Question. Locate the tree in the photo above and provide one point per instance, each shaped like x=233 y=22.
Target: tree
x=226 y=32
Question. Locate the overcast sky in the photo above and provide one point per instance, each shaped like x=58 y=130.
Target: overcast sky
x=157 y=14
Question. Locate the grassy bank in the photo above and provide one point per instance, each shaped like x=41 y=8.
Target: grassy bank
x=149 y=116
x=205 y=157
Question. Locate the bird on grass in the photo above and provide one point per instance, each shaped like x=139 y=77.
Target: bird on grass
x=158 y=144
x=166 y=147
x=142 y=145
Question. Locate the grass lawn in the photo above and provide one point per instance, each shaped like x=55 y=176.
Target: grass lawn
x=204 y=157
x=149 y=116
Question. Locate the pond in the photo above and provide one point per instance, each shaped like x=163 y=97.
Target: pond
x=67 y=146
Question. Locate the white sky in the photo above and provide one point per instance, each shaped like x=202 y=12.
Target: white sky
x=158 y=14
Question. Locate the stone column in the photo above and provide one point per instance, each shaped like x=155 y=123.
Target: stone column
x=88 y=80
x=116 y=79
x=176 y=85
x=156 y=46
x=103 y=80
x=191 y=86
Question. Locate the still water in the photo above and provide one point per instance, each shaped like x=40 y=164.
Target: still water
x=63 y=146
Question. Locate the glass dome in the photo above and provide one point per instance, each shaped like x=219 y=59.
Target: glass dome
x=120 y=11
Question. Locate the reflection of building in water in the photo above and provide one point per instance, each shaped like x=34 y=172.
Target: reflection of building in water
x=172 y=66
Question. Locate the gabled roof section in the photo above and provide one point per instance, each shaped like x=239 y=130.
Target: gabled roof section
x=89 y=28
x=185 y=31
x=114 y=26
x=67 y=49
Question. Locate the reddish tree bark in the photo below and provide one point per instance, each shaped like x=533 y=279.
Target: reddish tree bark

---------------

[AIM]: Recast the stretch of the material from the line containing "Question. Locate the white" through its last line as a Markdown table with the columns Row and Line. Number each line in order and leave out any blank lines.

[SOLVED PROBLEM]:
| Row | Line |
|---|---|
| 1 | Question. Locate the white sky in the photo above and provide one point per instance, each shaped like x=202 y=12. |
| 2 | Target: white sky |
| 3 | x=158 y=14 |
| 4 | Question. Locate the stone column in the photo above and provide one point per instance, each shaped like x=155 y=123. |
| 5 | Target: stone column |
| 6 | x=88 y=80 |
| 7 | x=116 y=79 |
| 8 | x=176 y=85 |
| 9 | x=156 y=46 |
| 10 | x=103 y=80 |
| 11 | x=191 y=86 |
| 12 | Question. Locate the still water in the photo above and provide one point per instance, each shaped like x=40 y=164. |
| 13 | Target: still water |
| 14 | x=63 y=146 |
| 15 | Question. Locate the glass dome in the photo above and provide one point per instance, each shaped like x=219 y=59. |
| 16 | Target: glass dome |
| 17 | x=120 y=11 |
| 18 | Question. Locate the reflection of building in water in the photo above and provide one point per instance, each shaped like x=34 y=172. |
| 19 | Target: reflection of building in water |
| 20 | x=172 y=66 |
| 21 | Question. Locate the gabled roof section in the photo above and provide one point per instance, each shaped like x=239 y=130. |
| 22 | Target: gabled roof section |
| 23 | x=89 y=28 |
| 24 | x=185 y=31 |
| 25 | x=114 y=26 |
| 26 | x=67 y=49 |
| 27 | Question. Locate the reddish tree bark in the photo below and provide one point per instance, each shaped like x=533 y=279. |
| 28 | Target: reddish tree bark |